## Цитируемый текст
━━━

Можно предполагать, что Анненков именно вслед за Гегелем уравнивает понятия идеализации и натурализма и начинает называть их словом «реализм», всегда при этом подразумевая идеализацию. Думал ли Анненков об отсутствии национальной крестьянской гордости у российских крестьян, сказать трудно, но, скорее всего, будучи западником, он не видел в русской крепостной действительности возможности для проявления такой гордости. Нет свободы – значит, нет и рефлексии – значит, нет крестьянского искусства – значит, нет адекватной литературы о крестьянах.

На этот вывод последовательный гегельянец мог бы возразить, что, согласно логике Гегеля, при отсутствии рефлексивности объекта ее недостаток должен восполнить сам художник. Снимая это противоречие, Гегель видит в современном ему искусстве (1820?х) разложение романтической формы: повседневная жизнь мещан и крестьян буквально переполняет искусство, тем самым возвращая его к подражанию природе, к изображению случайного и низкого. В такой ситуации гарантом художественности, по Гегелю, становится личность художника, который должен посредством вживания в материал и его одухотворения спасти произведение от пошлости с помощью юмора и повышенной субъективности[266 - Гегель Г. В. Ф. Лекции по эстетике. Т. 1. С. 604–605.]. Провозглашая «конец искусства», Гегель, как утверждают современные интерпретаторы этого пресловутого тезиса, имел в виду не столько конец или исчерпанность этого важнейшего института человеческой жизни, сколько существенное изменение его функции в обществе[267 - Обзор последних авторитетных толкований этого тезиса в западной науке см.: Корнеева Н. А. Тезис о «конце искусства» в эстетике Гегеля и его трактовка в современной философии: Дис. … канд. филос. наук. М., 2013. С. 94–110.]. В этом смысле споры о расширении сферы изображаемого в искусстве 1830–1850?х гг. и особенно дискуссия вокруг репрезентации простонародья могут быть сопоставлены с теоретическими дебатами, вызванными к жизни модернистскими и постмодернистскими экспериментами 1960?х гг. и наиболее выпукло представленными в статьях и книгах А. Данто.

Логика А. Данто, вдохновленная как знаменитым тезисом Гегеля о конце искусства, так и Brillo Boxes Э. Уорхола, при всех различиях напоминает дискуссию вокруг крестьян в литературе или по крайней мере может быть сопоставлена с ней. По сути, Данто описывает положение, в котором оказались критики и теоретики 1850?х гг. (Анненков, в частности), осознавшие, что современное им искусство и репрезентация крестьянской повседневности идут вразрез с принятыми постулатами кантовской и гегелевской эстетики. Хотя Анненков, конечно же, не решился (да и не собирался) заявить об освобождении авторов простонародных рассказов от эстетических законов, такая идея витала в воздухе 1850?х, что резонирует с критикой А. Данто философской эстетики XVIII–XIX вв., создавшей «тюрьму для искусства» при помощи жестких догм[268 - Danto A. C. The End of Art: A Philosophical Defense // History and Theory. 1998. Vol. 37. № 4. P. 135. Историки философии и эстетики также пишут о том, что гегелевская эстетика, по сути, порывала с кантовской теорией эстетического суждения и восприятия и выстраивала теорию художественности исходя из идеи историчности форм искусства, их изменчивости и прогрессивности. См. об этом: Pippin R. The Absence of Aesthetics in Hegel’s Aesthetics // The Cambridge Companion to Hegel and Nineteenth-Century Philosophy / Ed. by F. C. Beiser. Cambridge, 2008. P. 394–418.].

━━━

## Извлечённые данные
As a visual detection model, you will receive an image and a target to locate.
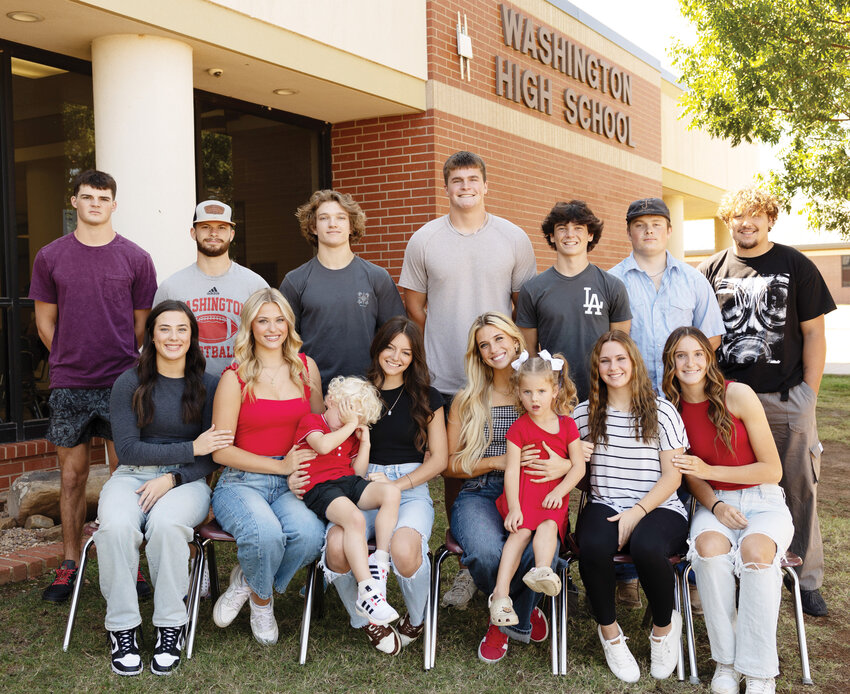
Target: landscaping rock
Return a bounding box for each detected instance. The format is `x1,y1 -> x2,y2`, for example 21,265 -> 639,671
24,514 -> 56,530
8,465 -> 109,525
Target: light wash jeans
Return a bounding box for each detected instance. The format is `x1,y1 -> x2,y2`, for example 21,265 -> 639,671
213,467 -> 325,600
688,484 -> 794,677
94,465 -> 210,631
451,472 -> 560,643
322,463 -> 434,629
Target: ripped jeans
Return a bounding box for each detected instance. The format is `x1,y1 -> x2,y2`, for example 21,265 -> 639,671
688,484 -> 794,677
322,463 -> 434,629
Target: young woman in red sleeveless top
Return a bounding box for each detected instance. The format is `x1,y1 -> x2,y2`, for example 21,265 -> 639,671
212,289 -> 325,644
663,327 -> 794,694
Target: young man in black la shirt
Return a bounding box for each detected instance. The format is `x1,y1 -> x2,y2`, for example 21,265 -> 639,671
698,188 -> 835,616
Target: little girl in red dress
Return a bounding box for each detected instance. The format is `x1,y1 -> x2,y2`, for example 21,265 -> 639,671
489,350 -> 585,626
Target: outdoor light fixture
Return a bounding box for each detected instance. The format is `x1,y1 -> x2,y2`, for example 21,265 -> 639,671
6,10 -> 44,22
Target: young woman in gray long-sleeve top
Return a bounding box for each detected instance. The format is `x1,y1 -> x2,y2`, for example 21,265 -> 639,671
94,301 -> 233,675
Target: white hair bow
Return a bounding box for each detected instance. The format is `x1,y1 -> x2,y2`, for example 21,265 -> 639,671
511,349 -> 564,371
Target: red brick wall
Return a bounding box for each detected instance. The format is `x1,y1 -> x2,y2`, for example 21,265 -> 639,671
331,0 -> 661,280
0,439 -> 106,492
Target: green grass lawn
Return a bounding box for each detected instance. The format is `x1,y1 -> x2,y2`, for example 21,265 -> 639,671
0,376 -> 850,693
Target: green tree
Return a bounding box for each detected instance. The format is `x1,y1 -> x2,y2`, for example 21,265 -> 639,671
673,0 -> 850,236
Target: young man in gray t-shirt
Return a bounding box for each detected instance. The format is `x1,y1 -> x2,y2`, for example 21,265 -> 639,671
154,200 -> 269,378
280,190 -> 404,391
399,152 -> 537,400
516,200 -> 632,402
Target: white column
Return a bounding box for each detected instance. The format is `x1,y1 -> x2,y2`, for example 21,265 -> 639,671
664,195 -> 685,260
714,217 -> 732,252
92,34 -> 195,281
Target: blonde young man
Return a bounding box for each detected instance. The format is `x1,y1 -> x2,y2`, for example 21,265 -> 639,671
698,188 -> 835,616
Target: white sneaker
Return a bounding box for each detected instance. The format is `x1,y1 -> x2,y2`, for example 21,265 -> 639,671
649,610 -> 682,680
596,624 -> 640,682
249,597 -> 277,646
213,564 -> 251,629
369,552 -> 390,598
440,569 -> 477,610
747,677 -> 776,694
354,581 -> 398,625
711,663 -> 741,694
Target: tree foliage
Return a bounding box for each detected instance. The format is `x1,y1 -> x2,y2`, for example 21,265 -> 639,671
674,0 -> 850,236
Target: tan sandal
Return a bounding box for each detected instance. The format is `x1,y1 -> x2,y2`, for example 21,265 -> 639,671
522,566 -> 561,595
487,595 -> 519,627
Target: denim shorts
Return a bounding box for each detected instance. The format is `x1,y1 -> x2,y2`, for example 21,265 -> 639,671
45,388 -> 112,448
690,484 -> 794,556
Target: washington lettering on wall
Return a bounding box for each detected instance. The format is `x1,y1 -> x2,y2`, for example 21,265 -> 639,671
495,5 -> 635,147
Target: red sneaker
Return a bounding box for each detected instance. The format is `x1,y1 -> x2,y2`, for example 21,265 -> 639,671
478,624 -> 508,663
531,607 -> 549,643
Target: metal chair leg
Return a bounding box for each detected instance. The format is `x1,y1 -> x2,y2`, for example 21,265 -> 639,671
785,566 -> 814,684
426,545 -> 451,670
298,561 -> 317,665
186,537 -> 206,660
682,563 -> 699,684
673,567 -> 685,682
422,551 -> 434,670
62,535 -> 94,652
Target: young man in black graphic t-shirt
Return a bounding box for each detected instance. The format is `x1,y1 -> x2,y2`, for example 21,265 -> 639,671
699,188 -> 835,616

━━━

## Задание
Перепишите дословно отрывок из цитируемого текста выше, начиная со слов «Можно предполагать, что» и заканчивая словами «литературы о крестьянах.» включительно.

## Выполненное задание
Можно предполагать, что Анненков именно вслед за Гегелем уравнивает понятия идеализации и натурализма и начинает называть их словом «реализм», всегда при этом подразумевая идеализацию. Думал ли Анненков об отсутствии национальной крестьянской гордости у российских крестьян, сказать трудно, но, скорее всего, будучи западником, он не видел в русской крепостной действительности возможности для проявления такой гордости. Нет свободы – значит, нет и рефлексии – значит, нет крестьянского искусства – значит, нет адекватной литературы о крестьянах.